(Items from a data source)
::::::::

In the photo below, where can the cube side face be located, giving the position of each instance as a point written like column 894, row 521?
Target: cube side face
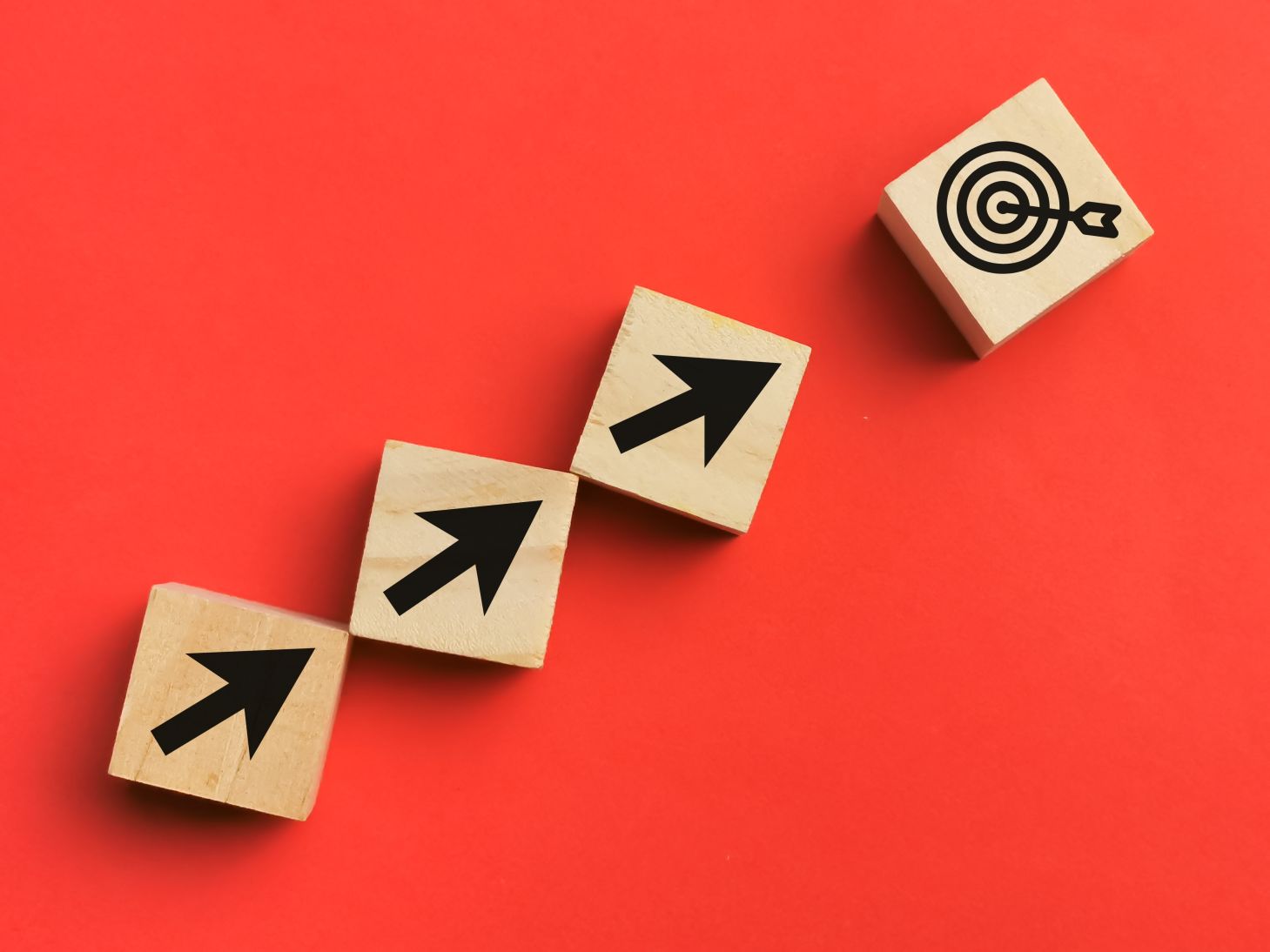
column 669, row 470
column 451, row 619
column 1026, row 151
column 285, row 771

::::::::

● **Problem statement**: Turn the lines of the items above into a Markdown table with the columns Number and Item line, one row per line, skipping any blank lines. Leave out the picture.

● **Result of the exercise**:
| Number | Item line |
|---|---|
| 1 | In the photo below, where can the cube side face be located, giving the position of each instance as a point written like column 894, row 521? |
| 2 | Target: cube side face |
| 3 | column 669, row 470 |
| 4 | column 451, row 619 |
| 5 | column 1026, row 151 |
| 6 | column 285, row 771 |